**Written problem 1:**
Count the lines in the rows below that contain the string "stabilizer", treating case as significant. Give only the number.

**Page excerpt:**
━━━━━━━━━━━━━━━━━━━━

Fatal Fury

Neo Geo

Review by Matt Paprocki



Graphics: 7

Sound: 8

Gameplay: 5

Overall: 5


The Bogard saga is a long one. We're still dealing with it after it spawned into the King of Fighters series, and now more recently in the Vs. brawls. Fatal Fury was their first, introducing some ideas that were dropped, some that were original, and others that would force the game into knock-off territory.

fatalfury1.png (21709 bytes)Fury's one-player game is meager. There are only three characters to choose from, and the action is short lived. The game barely even registers a difficulty until Billy Kane, and at that point, it becomes just short of impossible.

Gameplay is solid for such an early title. The dual planes of movement are a feature that would stay with the series and make it unique. That doesn't mean it works. It's an aggravating switch, one that makes it seem desperate to make the game stand out, rather than provide strategic material. Moving between them and attacking is a matter of timing and luck, not skill.

The slim two button controls that power the game pull off a wide variety of moves, including some wonderful animation routines on detailed, colorful sprites. Collision detection seems odd, especially when you can clearly see a foot (or fist) pass through the opposite sprite with no effect. This gives the game its rather floaty feel, and it lacks the depth the Street Fighter series would feature.

━━━━━━━━━━━━━━━━━━━━

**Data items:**

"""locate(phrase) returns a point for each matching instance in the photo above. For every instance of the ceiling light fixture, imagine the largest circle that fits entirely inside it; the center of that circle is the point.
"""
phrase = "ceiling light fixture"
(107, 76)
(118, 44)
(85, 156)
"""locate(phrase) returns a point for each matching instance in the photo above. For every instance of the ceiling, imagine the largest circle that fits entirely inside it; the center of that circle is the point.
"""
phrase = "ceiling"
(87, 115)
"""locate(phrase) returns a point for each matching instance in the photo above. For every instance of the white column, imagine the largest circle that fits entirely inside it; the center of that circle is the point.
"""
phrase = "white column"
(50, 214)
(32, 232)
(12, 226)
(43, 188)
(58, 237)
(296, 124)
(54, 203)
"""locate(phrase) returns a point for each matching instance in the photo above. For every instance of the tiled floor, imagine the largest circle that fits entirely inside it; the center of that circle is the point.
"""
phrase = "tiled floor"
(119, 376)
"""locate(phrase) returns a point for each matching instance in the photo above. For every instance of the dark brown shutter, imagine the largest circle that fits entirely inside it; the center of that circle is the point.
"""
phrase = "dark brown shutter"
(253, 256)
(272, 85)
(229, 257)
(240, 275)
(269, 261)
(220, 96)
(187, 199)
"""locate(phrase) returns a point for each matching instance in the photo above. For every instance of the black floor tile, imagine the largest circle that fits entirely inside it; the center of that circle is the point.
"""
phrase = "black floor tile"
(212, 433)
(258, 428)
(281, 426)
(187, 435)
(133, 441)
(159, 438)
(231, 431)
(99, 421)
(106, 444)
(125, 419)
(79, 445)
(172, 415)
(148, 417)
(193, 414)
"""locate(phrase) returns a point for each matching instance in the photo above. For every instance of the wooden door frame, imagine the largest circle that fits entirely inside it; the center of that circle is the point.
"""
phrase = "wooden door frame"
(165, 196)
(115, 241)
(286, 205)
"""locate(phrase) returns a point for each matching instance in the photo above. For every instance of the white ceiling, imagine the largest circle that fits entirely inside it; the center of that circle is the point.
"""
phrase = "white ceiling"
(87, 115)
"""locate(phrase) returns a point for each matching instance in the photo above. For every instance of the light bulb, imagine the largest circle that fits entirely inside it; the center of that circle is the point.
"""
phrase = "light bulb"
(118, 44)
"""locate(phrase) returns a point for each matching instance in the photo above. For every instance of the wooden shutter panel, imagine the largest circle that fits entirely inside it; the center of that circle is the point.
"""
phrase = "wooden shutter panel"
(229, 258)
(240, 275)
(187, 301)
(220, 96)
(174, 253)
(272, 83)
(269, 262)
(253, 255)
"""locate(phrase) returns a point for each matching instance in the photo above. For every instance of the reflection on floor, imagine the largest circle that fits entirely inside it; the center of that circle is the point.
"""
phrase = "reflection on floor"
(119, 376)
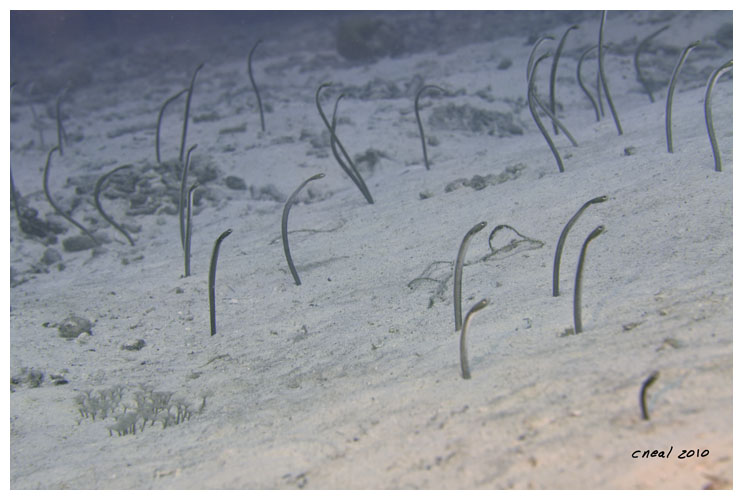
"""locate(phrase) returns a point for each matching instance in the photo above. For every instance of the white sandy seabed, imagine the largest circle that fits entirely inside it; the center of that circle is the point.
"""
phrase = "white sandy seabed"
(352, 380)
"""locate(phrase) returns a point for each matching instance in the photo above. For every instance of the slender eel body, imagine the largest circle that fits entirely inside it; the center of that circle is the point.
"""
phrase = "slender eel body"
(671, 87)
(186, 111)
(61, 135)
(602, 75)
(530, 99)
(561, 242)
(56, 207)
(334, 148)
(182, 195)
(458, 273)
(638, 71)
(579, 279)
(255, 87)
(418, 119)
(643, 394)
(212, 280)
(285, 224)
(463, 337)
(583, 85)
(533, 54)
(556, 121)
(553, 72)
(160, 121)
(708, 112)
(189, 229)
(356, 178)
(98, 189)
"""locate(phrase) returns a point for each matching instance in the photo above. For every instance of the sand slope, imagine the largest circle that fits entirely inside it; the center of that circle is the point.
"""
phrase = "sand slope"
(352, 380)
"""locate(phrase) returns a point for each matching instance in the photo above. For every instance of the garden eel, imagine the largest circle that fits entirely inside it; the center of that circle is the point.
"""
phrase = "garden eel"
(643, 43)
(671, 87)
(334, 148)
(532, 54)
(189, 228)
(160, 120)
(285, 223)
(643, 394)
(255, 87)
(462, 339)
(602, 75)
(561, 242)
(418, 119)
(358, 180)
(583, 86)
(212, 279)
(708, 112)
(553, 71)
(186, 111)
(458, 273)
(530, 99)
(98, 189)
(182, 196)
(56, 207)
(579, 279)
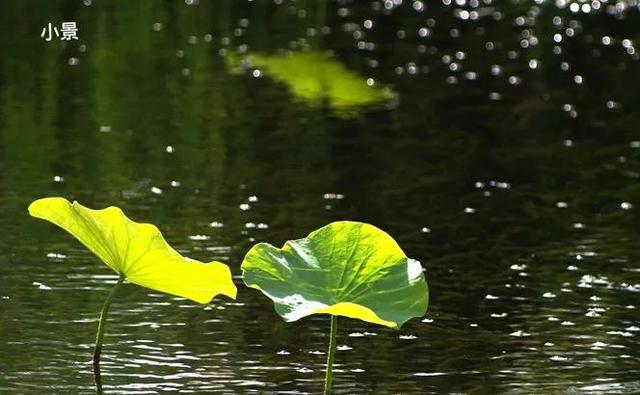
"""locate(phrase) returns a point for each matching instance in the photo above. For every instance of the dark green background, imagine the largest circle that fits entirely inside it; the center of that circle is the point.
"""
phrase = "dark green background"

━━━━━━━━━━━━━━━━━━━━

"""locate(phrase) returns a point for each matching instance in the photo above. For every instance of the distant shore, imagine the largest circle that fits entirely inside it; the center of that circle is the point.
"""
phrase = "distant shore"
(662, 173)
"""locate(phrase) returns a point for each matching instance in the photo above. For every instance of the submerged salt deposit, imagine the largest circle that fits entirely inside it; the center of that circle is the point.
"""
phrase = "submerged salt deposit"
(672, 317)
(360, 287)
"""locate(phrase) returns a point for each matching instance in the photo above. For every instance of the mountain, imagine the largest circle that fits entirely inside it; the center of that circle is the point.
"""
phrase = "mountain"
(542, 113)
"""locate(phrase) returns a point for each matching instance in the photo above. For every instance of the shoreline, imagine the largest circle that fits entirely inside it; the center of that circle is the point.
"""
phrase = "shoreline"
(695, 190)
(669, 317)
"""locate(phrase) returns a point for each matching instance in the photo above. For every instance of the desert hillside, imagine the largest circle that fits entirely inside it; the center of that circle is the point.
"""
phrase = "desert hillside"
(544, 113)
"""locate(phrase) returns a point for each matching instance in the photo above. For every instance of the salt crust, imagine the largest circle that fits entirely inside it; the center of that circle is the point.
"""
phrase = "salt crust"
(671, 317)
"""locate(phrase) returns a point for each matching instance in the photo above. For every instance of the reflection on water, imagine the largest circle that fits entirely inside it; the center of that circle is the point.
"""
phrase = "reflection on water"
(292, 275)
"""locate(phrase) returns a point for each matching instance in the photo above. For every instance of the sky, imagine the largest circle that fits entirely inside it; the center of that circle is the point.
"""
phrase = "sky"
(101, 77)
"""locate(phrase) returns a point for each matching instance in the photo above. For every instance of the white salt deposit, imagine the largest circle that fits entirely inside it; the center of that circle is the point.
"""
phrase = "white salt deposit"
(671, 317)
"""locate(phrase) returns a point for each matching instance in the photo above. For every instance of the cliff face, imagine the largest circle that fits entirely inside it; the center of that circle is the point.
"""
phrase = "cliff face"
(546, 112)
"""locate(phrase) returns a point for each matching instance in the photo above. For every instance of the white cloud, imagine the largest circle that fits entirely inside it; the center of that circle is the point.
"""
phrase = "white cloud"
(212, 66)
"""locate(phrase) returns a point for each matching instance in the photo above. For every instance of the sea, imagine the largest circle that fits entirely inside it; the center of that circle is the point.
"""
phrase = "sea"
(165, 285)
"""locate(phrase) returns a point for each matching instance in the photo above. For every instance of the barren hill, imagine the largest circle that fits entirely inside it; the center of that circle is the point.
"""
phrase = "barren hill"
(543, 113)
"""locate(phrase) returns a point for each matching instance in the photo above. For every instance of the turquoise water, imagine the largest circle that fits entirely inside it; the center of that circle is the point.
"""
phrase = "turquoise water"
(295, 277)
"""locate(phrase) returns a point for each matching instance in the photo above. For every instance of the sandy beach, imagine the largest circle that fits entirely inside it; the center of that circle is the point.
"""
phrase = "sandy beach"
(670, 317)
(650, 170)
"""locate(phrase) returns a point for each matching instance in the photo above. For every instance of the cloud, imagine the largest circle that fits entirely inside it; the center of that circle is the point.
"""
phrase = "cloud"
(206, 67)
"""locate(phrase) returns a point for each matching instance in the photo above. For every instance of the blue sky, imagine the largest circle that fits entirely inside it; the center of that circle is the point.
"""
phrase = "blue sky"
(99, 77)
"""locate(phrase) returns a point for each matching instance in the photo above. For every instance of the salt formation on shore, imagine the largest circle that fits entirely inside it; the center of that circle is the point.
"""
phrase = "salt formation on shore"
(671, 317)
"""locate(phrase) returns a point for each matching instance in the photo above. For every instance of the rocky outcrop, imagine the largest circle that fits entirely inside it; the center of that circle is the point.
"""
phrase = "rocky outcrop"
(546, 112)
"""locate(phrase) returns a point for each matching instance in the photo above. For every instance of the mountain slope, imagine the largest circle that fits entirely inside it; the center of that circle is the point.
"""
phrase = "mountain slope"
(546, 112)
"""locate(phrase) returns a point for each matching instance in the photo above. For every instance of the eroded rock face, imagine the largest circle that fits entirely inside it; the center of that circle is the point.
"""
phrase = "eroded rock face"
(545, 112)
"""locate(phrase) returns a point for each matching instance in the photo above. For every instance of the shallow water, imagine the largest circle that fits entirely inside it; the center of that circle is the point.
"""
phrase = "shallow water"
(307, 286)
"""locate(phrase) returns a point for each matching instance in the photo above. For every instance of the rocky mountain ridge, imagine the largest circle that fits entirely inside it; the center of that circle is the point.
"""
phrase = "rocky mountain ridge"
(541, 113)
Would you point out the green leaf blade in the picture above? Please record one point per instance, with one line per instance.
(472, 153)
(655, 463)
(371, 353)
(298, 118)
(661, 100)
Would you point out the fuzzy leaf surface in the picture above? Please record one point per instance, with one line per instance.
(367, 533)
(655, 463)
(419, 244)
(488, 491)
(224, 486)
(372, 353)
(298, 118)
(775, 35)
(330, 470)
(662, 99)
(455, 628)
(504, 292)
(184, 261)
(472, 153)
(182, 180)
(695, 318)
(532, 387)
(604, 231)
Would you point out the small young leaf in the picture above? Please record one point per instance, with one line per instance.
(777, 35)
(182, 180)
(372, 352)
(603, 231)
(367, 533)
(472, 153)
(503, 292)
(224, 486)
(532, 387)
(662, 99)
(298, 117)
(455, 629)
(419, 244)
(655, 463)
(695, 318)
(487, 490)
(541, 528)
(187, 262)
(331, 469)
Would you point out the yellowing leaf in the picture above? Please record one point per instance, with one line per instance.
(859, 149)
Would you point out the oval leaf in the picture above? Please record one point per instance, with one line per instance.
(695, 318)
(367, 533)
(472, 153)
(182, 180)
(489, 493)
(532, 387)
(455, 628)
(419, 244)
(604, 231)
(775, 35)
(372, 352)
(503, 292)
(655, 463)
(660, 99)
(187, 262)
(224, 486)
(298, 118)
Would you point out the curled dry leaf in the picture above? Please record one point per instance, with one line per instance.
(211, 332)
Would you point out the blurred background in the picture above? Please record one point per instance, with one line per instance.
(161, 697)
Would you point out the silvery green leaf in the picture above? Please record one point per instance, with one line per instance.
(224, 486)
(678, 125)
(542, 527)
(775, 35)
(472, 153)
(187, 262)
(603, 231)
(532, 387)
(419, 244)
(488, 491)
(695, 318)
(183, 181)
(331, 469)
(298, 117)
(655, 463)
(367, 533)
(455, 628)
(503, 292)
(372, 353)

━━━━━━━━━━━━━━━━━━━━

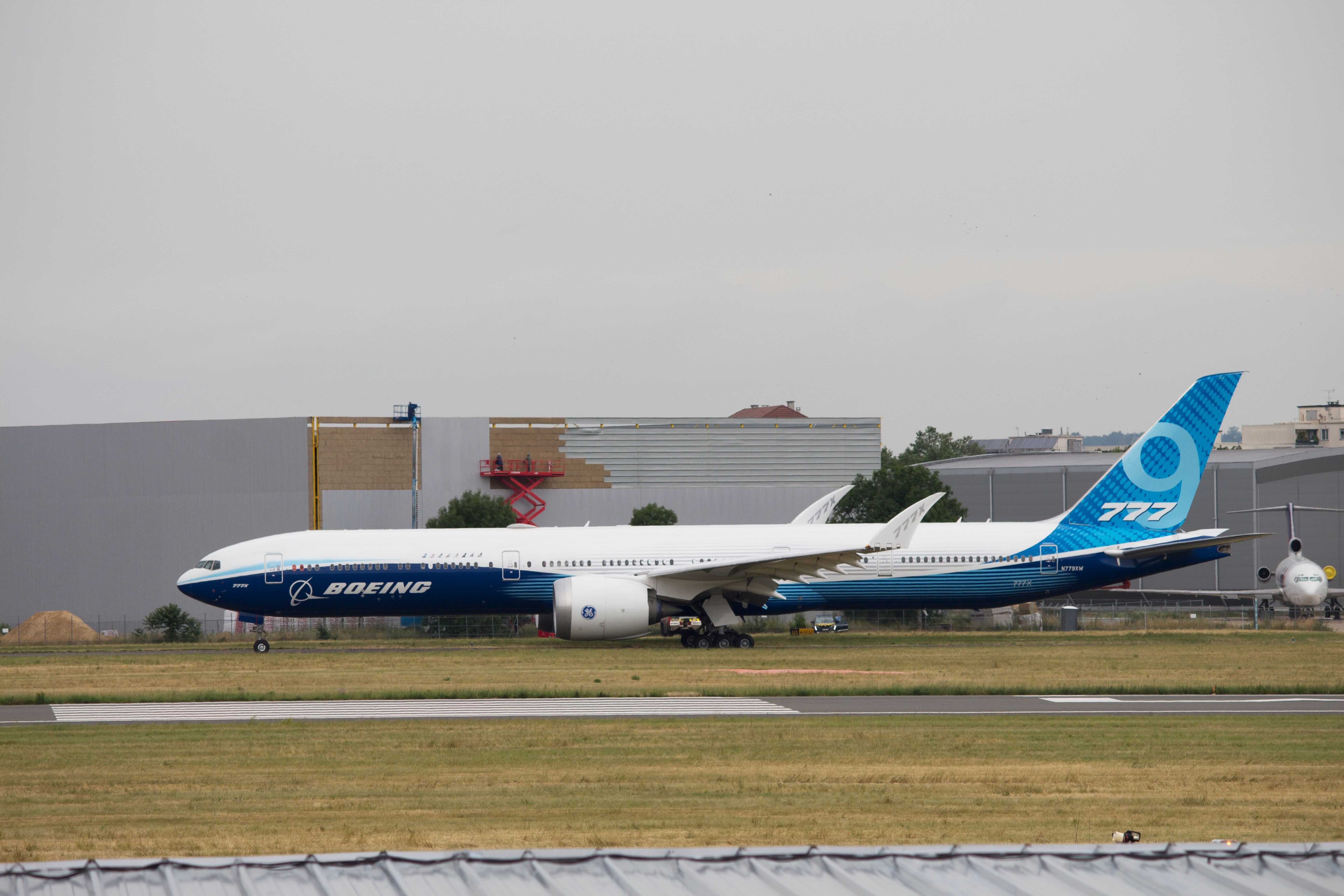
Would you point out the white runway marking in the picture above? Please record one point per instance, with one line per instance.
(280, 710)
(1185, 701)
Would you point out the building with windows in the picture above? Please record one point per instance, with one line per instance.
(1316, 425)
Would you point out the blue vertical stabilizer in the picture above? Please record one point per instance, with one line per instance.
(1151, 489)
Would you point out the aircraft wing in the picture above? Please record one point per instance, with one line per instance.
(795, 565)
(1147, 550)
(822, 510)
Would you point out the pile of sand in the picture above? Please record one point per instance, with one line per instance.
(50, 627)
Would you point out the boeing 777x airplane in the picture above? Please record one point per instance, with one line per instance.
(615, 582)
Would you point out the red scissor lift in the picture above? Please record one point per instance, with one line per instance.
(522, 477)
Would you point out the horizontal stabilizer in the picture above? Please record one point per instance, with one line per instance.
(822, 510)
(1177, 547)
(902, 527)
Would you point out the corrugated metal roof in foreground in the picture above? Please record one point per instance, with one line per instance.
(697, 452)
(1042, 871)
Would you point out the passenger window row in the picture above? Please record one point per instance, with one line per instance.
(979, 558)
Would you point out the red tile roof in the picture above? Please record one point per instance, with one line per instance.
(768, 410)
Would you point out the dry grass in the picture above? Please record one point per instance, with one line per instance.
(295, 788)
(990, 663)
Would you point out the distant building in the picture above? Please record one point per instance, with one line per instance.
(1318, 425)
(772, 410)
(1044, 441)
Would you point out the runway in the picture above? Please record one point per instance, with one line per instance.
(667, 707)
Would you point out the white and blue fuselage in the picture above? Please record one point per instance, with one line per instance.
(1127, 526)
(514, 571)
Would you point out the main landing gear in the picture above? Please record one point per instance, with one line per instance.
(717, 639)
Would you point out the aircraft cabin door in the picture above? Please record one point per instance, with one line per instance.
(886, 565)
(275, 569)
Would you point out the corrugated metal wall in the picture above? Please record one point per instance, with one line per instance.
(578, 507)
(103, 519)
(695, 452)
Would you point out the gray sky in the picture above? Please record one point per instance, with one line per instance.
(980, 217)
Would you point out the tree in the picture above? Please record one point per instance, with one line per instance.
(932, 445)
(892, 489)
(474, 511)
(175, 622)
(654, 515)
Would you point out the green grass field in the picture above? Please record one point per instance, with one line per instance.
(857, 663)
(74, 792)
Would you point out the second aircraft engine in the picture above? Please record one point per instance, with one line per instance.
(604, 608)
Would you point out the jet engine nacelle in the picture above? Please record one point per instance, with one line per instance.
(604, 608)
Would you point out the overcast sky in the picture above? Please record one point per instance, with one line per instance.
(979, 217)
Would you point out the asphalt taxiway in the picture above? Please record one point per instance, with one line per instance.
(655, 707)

━━━━━━━━━━━━━━━━━━━━

**Written problem 2:**
Rewrite the stretch of the Fatal Fury review from "fatalfury1.png (21709 bytes)Fury's" through "luck, not skill.", replacing "aggravating" with "irritating".

**Written solution 1:**
2

**Written solution 2:**
fatalfury1.png (21709 bytes)Fury's one-player game is meager. There are only three characters to choose from, and the action is short lived. The game barely even registers a difficulty until Billy Kane, and at that point, it becomes just short of impossible.

Gameplay is solid for such an early title. The dual planes of movement are a feature that would stay with the series and make it unique. That doesn't mean it works. It's an irritating switch, one that makes it seem desperate to make the game stand out, rather than provide strategic material. Moving between them and attacking is a matter of timing and luck, not skill.